# Start of Records for the exercise

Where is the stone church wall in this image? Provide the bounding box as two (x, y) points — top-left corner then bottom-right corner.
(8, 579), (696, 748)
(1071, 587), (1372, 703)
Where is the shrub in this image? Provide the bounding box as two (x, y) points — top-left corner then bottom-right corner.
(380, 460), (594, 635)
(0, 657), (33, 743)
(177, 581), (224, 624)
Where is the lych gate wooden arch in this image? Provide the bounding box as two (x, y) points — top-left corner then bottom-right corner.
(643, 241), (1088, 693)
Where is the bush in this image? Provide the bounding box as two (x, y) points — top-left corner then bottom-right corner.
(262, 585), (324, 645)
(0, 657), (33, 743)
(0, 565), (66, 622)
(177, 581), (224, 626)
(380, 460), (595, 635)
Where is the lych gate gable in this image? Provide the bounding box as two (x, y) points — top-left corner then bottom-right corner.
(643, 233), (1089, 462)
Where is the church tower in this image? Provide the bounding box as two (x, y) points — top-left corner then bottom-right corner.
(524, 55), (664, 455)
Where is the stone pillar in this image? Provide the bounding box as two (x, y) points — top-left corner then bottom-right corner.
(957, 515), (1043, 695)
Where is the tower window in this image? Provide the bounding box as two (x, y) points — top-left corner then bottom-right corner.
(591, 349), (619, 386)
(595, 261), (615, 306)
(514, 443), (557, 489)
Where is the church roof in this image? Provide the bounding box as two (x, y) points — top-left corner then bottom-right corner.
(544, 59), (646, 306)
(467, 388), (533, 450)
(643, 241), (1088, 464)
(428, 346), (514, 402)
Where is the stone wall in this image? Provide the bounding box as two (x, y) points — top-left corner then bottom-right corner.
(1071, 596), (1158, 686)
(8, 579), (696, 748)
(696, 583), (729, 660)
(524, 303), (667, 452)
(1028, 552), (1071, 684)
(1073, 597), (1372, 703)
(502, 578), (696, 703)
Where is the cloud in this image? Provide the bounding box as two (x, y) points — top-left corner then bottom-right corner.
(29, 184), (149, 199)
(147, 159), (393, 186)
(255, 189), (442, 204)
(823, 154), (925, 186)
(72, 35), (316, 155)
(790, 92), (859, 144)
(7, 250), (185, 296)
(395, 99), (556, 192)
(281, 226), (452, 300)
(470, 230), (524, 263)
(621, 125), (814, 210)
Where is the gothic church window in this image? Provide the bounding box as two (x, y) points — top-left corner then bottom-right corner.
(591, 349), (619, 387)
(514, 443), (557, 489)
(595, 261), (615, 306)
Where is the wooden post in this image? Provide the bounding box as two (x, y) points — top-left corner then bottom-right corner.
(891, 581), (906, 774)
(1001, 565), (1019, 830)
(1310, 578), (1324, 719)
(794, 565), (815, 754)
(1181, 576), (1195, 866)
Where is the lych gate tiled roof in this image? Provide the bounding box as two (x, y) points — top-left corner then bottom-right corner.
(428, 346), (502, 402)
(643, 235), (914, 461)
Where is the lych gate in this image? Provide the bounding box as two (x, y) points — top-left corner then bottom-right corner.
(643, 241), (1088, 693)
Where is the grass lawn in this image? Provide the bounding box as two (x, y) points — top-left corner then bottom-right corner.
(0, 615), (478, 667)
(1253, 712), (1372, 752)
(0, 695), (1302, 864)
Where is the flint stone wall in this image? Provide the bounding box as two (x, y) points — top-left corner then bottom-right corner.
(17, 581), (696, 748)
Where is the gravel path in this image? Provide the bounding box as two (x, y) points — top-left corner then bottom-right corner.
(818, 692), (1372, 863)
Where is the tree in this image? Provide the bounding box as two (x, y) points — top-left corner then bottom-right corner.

# End of Records for the exercise

Exercise prompt
Each line of the material should be duplicated exactly, please.

Exercise result
Where is the stone church wall in this image? Provide the bounding box as two (x, y) points — top-left corner then bottom-right corner.
(8, 579), (696, 748)
(1071, 587), (1372, 703)
Where is the shrub in this image? Provide the bounding box as two (x, y) points — top-left corner then bottom-right corner.
(380, 460), (594, 635)
(0, 657), (33, 743)
(177, 581), (224, 624)
Where is the lych gate wooden arch in this image? Provide the bounding box as two (x, y) points — top-left corner then bottom-right corner.
(643, 241), (1088, 693)
Where is the bush in this image? Provide the bounding box as two (x, y) points — top-left corner then bottom-right corner.
(262, 585), (324, 645)
(0, 657), (33, 743)
(0, 565), (66, 622)
(177, 581), (224, 626)
(380, 460), (595, 635)
Where is the lych gate gable in this image? Provide the bounding box as two (x, y) points — top-left corner then bottom-right corner.
(643, 233), (1089, 462)
Where is the church tower in this image? Provide the bounding box as two (x, y) points — top-left corner then bottom-right corner.
(524, 55), (664, 455)
Where is the stone pillar in this image? Provide the bounding box as two (x, y) points — top-left corner then bottom-right corner.
(957, 515), (1043, 695)
Where is the tower window in this image? Provide the bounding box as two (x, y) points — top-left corner then bottom-right corner.
(591, 349), (619, 386)
(595, 261), (615, 306)
(514, 443), (557, 489)
Where is the church roof in this image? Provide the bounding box as two (x, y) points — top-left corner then bottom-right corner.
(544, 59), (646, 306)
(467, 388), (533, 450)
(643, 241), (1088, 464)
(428, 346), (514, 402)
Where is the stone wall in this image? Provide the bounding box as two (x, y) points — top-left corner then bottom-right corner.
(1071, 596), (1158, 686)
(8, 579), (696, 748)
(696, 583), (729, 660)
(524, 303), (667, 452)
(1028, 552), (1071, 684)
(1073, 597), (1372, 703)
(502, 578), (696, 703)
Where is the cloud in this image? Provide the bounding box as two (x, y) points — top-left corner then bottom-right corner.
(29, 184), (149, 199)
(147, 159), (393, 186)
(255, 189), (442, 204)
(823, 154), (925, 186)
(72, 35), (316, 155)
(790, 92), (859, 144)
(7, 250), (185, 296)
(395, 99), (556, 192)
(281, 226), (452, 300)
(470, 230), (524, 263)
(621, 125), (814, 210)
Where is the gothic church window in this image? Provide the bounding box as two (x, y) points — top-left corner then bottom-right corner.
(591, 349), (619, 387)
(514, 443), (557, 489)
(595, 261), (615, 306)
Where is the wooden post in this image? Provide the bounding box as two (x, y) points — top-left corner then bottom-right corner.
(891, 581), (906, 774)
(1001, 565), (1019, 830)
(1310, 578), (1324, 719)
(794, 565), (815, 754)
(1181, 576), (1195, 866)
Where is the lych gate tiled roof in this image? Provide the bounding box as two (x, y) points — top-left corner then bottom-right corner.
(428, 346), (502, 402)
(643, 235), (914, 461)
Where is the lych gate in this image? Provide the bounding box as two (x, y) points — top-left corner then bottom-right corner.
(643, 241), (1088, 693)
Where is the grass lawn in this image? Provide the bounding box as two (x, y) points — top-left corner then bottom-right corner.
(0, 615), (478, 667)
(1253, 712), (1372, 752)
(0, 695), (1302, 864)
Where is the flint stone wall in this image? Provide the bounding box as two (x, y) points — top-left corner then bottom-right corner.
(17, 581), (696, 748)
Where is the gravel path in this image? Provide the bounding box as two (x, y) points — top-left corner then bottom-right corner.
(818, 692), (1372, 863)
Where is the tree in this image? Provide the bounding box as two (x, y) points — top-left corner then bottom-right corner.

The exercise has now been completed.